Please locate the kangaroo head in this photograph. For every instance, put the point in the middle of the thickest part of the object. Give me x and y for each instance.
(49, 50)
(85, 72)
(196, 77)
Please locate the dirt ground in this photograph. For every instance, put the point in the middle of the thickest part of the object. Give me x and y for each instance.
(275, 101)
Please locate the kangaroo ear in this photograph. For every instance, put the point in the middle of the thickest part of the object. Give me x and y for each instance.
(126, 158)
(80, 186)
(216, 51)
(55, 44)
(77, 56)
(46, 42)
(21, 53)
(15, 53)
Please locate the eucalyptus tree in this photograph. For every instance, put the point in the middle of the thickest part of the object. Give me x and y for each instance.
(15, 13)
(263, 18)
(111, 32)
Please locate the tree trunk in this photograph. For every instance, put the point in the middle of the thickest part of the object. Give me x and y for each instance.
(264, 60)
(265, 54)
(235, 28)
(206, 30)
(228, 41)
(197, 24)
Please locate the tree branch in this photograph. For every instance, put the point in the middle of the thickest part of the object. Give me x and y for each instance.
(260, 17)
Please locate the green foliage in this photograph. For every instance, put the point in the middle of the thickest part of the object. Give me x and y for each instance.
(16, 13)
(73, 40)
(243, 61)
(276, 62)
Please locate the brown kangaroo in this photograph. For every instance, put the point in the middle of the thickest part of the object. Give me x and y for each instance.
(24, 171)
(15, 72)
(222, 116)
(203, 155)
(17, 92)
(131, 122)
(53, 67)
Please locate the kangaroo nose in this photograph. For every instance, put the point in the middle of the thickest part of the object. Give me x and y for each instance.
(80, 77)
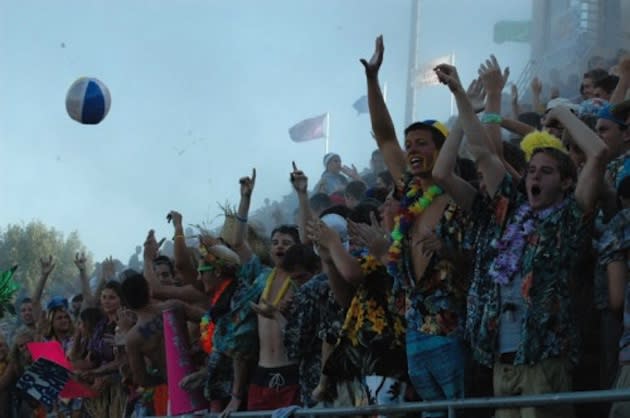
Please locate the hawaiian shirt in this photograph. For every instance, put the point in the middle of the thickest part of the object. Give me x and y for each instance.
(236, 333)
(372, 339)
(314, 317)
(549, 327)
(436, 303)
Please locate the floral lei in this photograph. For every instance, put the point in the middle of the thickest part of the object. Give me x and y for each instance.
(207, 324)
(512, 244)
(412, 205)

────

• [Your goal]:
Nothing in the entries should change as you copy them, except that the pictures are left out.

• [Answer to the exercise]:
Please locate the kangaroo head in this photograph. For every instance, put the point in the middle of the thickest part of the object. Give me x and y for each instance.
(49, 50)
(85, 72)
(196, 77)
Please locate the dirt ground in this photograph. For every instance, put the point in the middle of the thickest part of the object. Give me x and y for each instance.
(275, 101)
Please locate the kangaroo ear in this photograph. For every instance, put the point in the middle of the thickest part of the object. Give me x and y for each instance.
(126, 158)
(80, 186)
(216, 51)
(55, 44)
(77, 56)
(46, 42)
(21, 53)
(15, 53)
Please locate the eucalyptus tree in this photograph. For every instance, put the point in the middle of the thickest part of the object. Give me x and y for each instance.
(15, 13)
(263, 18)
(111, 32)
Please locate the tree trunk in this photograph. For every instance, put the point in the middle of the thickest part of the object. Give me x and y for each instance.
(264, 60)
(265, 54)
(235, 28)
(206, 30)
(228, 41)
(197, 24)
Please locate the tree branch in this photograph. For every instance, put the point in the middle of the thickest part of the object. Give me x and y for each instance.
(260, 17)
Please locate the green foliage in this photograph. For every instance, put the point in the middle of the thickest part of the object. Give me x and y for each instance.
(16, 13)
(73, 40)
(243, 61)
(276, 62)
Please locate the brown kangaroo in this photograph. For every instance, put the point in the middle of the thickest part of the object. Give me x and y for each instance.
(24, 171)
(15, 72)
(222, 116)
(203, 155)
(17, 92)
(131, 122)
(53, 67)
Please locate the kangaroo nose in this photograph. For every instance, put the point in the middle of the thickest part of the object. Give me x and y for each instance.
(80, 77)
Please locate the hawaiian shirt in this photograph. For every instance, put the point in the middle of the thickest part of the object. Give me x and y for each instance.
(236, 333)
(372, 339)
(314, 317)
(549, 327)
(436, 303)
Please locate the floral lei in this photograph. For every instance, put the point in the middle of the thickest part of the object. Give me x and y for each instance.
(207, 324)
(512, 244)
(412, 205)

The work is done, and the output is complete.